• PROBLEM REQUIREMENTS:
Reproduce the lines of the listing below, from its beginning up to and including the line containing "[[566, 536], [1176, 462]]", with every instance of "marker" changed to "pin" and all else left unchanged. Leave the pictures out of the answer.

• Recorded data:
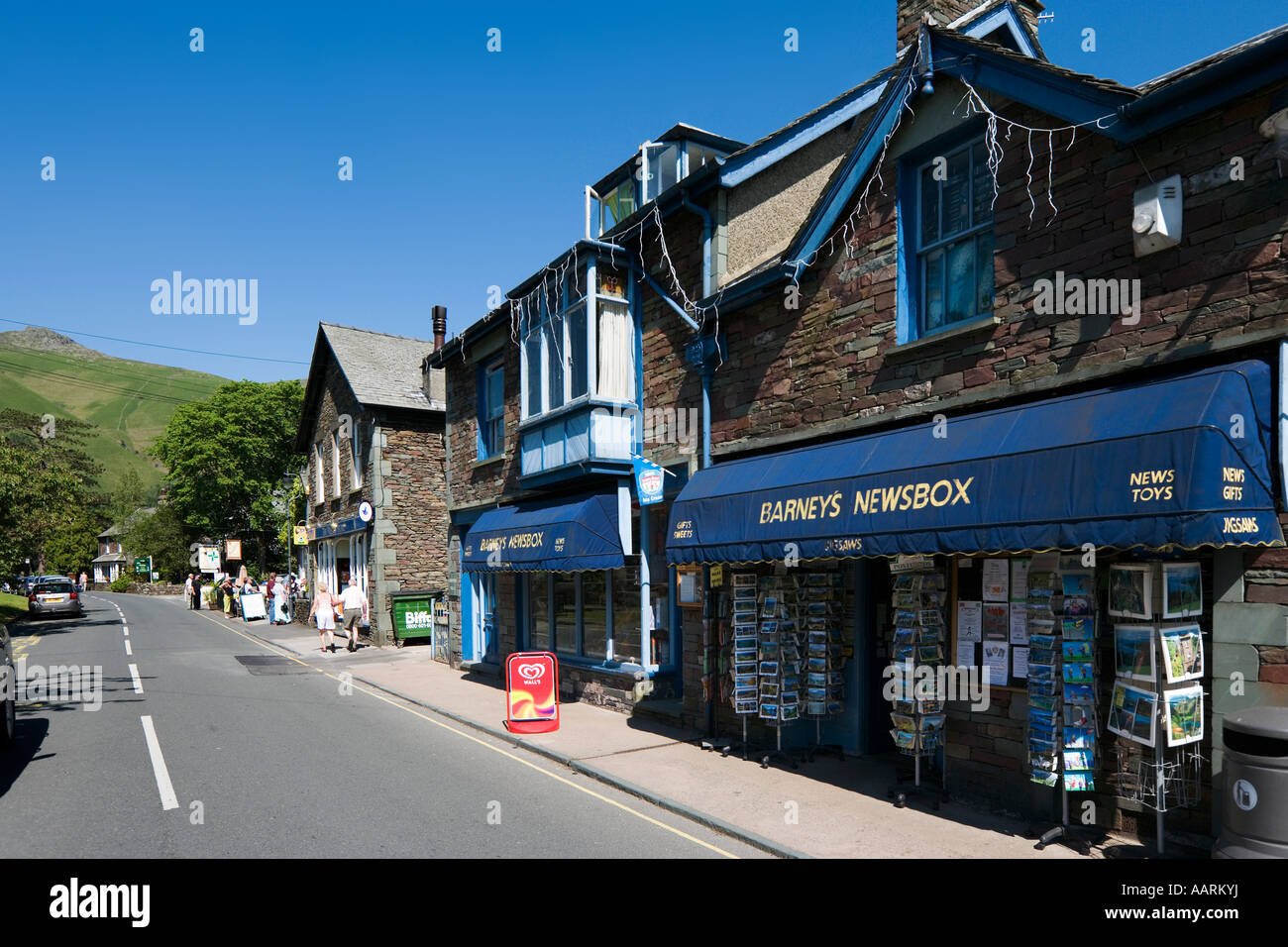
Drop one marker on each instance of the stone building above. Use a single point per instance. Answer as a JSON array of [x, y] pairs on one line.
[[971, 264], [373, 432]]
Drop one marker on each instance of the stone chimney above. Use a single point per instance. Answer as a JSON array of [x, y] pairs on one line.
[[909, 14], [439, 326]]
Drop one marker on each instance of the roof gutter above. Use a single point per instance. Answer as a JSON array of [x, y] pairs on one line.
[[1222, 80]]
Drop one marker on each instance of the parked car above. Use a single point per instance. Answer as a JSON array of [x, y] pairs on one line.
[[54, 598], [8, 692]]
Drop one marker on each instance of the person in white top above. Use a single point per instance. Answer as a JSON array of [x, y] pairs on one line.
[[355, 609]]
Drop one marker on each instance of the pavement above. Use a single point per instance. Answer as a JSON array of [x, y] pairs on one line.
[[828, 808], [207, 742]]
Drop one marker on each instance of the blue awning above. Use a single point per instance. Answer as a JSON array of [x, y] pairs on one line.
[[566, 536], [1176, 462]]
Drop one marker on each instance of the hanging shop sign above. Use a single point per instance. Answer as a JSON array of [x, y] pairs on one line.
[[649, 480], [532, 692], [207, 558]]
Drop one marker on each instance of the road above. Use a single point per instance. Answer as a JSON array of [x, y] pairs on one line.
[[269, 757]]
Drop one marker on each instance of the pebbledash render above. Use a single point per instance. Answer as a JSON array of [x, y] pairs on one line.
[[373, 432], [971, 230]]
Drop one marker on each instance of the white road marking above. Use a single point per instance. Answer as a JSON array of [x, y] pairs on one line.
[[163, 787]]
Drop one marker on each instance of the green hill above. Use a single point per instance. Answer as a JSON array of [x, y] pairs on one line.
[[129, 402]]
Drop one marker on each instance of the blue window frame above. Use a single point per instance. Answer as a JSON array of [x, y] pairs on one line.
[[945, 226], [490, 401]]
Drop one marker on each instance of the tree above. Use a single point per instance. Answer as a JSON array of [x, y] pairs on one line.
[[47, 488], [162, 536], [227, 457]]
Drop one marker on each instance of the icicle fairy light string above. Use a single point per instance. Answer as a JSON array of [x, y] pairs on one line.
[[975, 105]]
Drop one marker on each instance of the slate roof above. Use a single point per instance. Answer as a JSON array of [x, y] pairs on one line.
[[384, 369]]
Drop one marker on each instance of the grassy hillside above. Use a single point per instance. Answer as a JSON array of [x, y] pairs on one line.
[[129, 402]]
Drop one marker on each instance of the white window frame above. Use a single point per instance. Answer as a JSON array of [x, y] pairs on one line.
[[335, 463]]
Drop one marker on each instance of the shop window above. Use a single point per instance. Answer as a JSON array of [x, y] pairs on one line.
[[320, 491], [490, 401], [539, 611], [567, 356], [626, 617], [356, 454], [593, 615], [563, 599], [947, 234]]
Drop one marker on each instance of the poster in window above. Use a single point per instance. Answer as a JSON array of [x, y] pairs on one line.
[[1183, 715]]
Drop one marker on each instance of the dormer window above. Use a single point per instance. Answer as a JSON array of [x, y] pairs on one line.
[[563, 331]]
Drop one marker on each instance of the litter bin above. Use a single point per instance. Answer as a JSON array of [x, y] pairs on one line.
[[1254, 809]]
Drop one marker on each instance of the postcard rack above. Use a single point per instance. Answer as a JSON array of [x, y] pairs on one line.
[[1063, 685], [1157, 698], [917, 641]]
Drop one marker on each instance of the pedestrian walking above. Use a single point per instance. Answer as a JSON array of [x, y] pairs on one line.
[[278, 587], [355, 608], [323, 607]]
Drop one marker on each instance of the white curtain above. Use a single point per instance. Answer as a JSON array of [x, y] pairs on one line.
[[616, 354]]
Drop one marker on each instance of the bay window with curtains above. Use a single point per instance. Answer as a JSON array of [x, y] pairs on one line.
[[580, 363]]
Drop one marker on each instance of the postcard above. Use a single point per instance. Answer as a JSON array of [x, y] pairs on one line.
[[996, 621], [1129, 591], [997, 661], [1077, 759], [1019, 663], [970, 621], [1183, 714], [1133, 652], [1183, 652], [1019, 626], [1078, 629], [1078, 583], [1044, 779], [1080, 693], [1081, 781], [1132, 712], [1183, 590], [1080, 738]]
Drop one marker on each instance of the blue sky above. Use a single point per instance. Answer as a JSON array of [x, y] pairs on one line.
[[469, 165]]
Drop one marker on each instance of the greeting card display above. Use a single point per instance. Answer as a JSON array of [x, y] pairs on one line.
[[918, 638]]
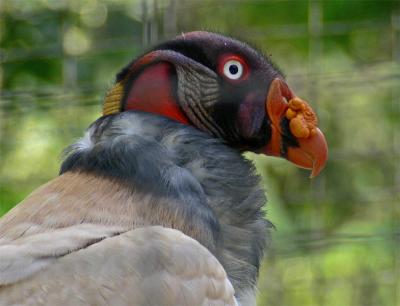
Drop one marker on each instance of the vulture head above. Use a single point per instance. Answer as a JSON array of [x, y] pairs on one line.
[[226, 88]]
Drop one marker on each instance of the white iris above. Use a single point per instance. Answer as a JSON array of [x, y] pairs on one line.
[[233, 69]]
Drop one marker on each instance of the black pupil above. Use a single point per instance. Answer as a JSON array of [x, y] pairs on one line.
[[233, 69]]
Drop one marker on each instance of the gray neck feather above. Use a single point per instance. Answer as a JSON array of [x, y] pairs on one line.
[[215, 182]]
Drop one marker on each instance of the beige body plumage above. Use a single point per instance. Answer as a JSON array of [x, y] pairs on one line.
[[74, 248], [156, 205]]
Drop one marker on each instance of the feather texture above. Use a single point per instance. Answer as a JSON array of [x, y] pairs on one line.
[[135, 171]]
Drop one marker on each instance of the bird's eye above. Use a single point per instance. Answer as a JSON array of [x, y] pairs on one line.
[[233, 69]]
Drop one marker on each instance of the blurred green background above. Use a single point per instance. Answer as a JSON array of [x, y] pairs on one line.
[[338, 236]]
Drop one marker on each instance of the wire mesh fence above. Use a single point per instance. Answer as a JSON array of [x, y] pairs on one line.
[[338, 237]]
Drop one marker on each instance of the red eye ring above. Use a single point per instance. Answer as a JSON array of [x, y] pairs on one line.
[[233, 68]]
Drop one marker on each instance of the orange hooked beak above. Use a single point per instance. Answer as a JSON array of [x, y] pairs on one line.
[[312, 150]]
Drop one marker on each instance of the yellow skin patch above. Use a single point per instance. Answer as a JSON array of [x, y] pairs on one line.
[[112, 102], [303, 121]]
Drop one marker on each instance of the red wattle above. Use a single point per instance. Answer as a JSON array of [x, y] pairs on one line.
[[152, 91]]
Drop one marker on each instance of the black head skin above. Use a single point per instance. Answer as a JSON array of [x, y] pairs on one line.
[[239, 109]]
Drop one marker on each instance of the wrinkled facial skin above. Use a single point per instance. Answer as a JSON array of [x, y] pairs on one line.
[[227, 89]]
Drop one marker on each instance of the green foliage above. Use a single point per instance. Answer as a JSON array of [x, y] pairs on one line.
[[337, 238]]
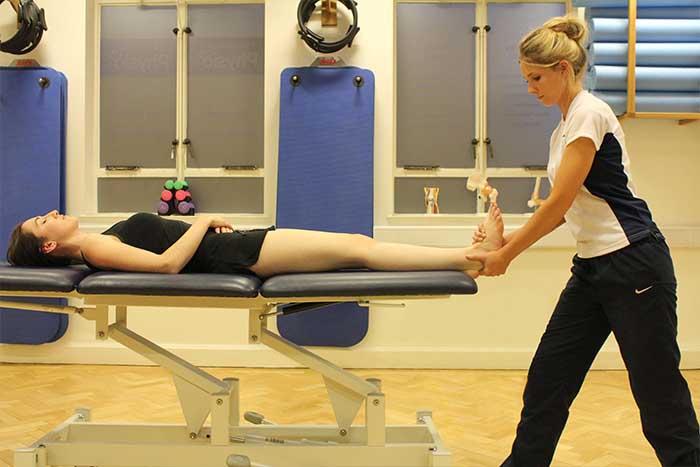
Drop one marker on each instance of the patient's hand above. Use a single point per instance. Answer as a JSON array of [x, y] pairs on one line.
[[479, 234], [220, 225]]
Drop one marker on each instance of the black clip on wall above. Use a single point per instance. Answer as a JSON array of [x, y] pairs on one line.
[[318, 42]]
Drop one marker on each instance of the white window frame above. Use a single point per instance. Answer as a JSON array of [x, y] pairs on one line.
[[423, 221], [93, 171]]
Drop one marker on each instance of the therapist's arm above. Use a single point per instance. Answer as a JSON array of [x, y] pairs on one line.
[[575, 166]]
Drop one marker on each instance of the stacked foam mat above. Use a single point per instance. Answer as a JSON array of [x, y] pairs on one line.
[[667, 54]]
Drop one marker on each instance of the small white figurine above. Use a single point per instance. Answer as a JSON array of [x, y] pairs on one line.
[[535, 198], [477, 182], [431, 194]]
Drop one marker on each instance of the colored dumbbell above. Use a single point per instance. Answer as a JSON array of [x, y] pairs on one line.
[[163, 208], [182, 195], [166, 195], [180, 185], [185, 208]]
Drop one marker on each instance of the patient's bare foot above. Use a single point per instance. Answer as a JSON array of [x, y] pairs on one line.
[[494, 229], [493, 226]]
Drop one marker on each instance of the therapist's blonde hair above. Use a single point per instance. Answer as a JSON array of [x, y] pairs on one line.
[[560, 38]]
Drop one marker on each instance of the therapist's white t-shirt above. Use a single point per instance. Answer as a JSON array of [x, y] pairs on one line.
[[606, 214]]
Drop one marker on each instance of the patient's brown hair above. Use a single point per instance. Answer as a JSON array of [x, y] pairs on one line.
[[25, 250]]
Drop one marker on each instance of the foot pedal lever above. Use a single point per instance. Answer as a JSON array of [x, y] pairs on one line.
[[234, 460], [257, 418]]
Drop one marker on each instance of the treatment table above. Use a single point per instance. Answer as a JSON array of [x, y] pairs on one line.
[[225, 441]]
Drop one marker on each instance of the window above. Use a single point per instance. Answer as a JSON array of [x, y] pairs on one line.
[[462, 106], [194, 76]]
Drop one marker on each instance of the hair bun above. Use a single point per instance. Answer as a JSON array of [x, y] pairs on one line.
[[574, 28]]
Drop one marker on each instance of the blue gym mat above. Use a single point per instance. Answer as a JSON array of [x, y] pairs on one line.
[[32, 153], [326, 179]]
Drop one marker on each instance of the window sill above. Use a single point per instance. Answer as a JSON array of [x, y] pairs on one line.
[[460, 235]]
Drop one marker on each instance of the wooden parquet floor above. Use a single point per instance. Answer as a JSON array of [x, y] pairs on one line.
[[476, 411]]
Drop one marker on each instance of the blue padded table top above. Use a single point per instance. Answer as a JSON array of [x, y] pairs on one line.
[[36, 279], [180, 285], [368, 283], [351, 283]]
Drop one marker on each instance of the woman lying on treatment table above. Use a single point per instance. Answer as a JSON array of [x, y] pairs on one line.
[[149, 243]]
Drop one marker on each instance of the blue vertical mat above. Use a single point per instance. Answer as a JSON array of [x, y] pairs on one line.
[[32, 154], [326, 180]]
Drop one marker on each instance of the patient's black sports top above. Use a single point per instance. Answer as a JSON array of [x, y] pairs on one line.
[[217, 253]]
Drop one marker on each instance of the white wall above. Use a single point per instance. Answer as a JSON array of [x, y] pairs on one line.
[[498, 328]]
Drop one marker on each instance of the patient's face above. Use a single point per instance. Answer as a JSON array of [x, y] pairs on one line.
[[51, 226], [545, 83]]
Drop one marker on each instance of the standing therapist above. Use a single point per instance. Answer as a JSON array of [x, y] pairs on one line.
[[622, 276]]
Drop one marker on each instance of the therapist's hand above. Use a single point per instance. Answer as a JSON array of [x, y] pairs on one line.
[[495, 263]]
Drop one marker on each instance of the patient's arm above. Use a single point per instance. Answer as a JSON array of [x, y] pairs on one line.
[[105, 253]]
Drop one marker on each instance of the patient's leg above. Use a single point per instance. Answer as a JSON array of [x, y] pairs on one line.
[[291, 250]]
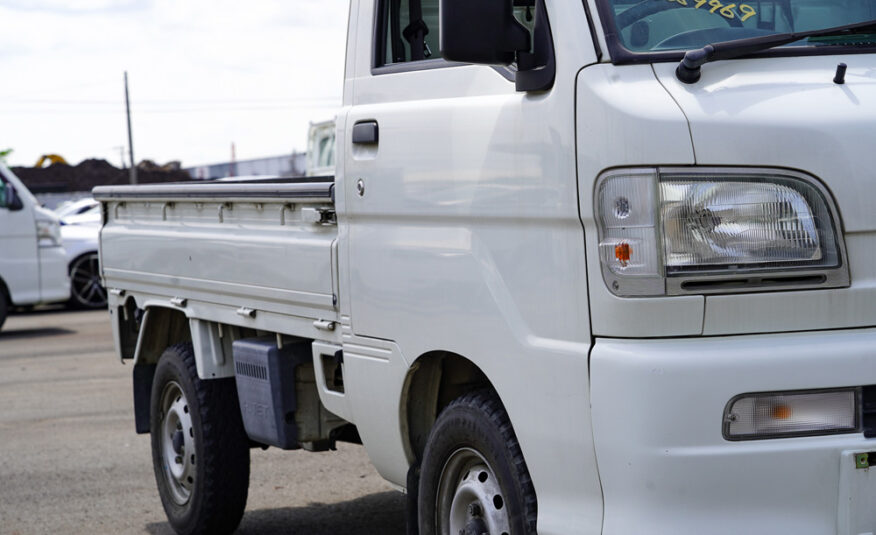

• TASK SOLUTION:
Drop one pin on each instance of the stone building above. Use a single point per instance. Answer as a JSON array of [x, y] pairs on one line.
[[971, 264], [373, 432]]
Drop one pin on each instance of the stone chimney above. Use a single point per instance. Answer as a JSON array of [x, y] pairs on one line.
[[909, 14], [439, 326]]
Drop one pin on each instance of the roof gutter above. Use a single point per instance. Answer as a JSON array of [x, y] pairs on one line.
[[1222, 80]]
Drop one pin on each instance of the parked car above. Use a single point per instance. Answer as a JSON array of [x, y] pairs on one line.
[[54, 598], [8, 692]]
Drop one pin on each instance of the person in white top above. Use a single point per instance. Answer as a JSON array of [x, y] pairs on one line.
[[355, 609]]
Drop one pin on each instance of the pavement above. Use a single point per instance. Answer as a JSON array of [x, y] pairs on one line.
[[828, 808], [207, 742]]
Drop one pin on each instance of the blue awning above. Use a single point per instance. Answer as a JSON array of [x, y] pairs on one line.
[[566, 536], [1176, 462]]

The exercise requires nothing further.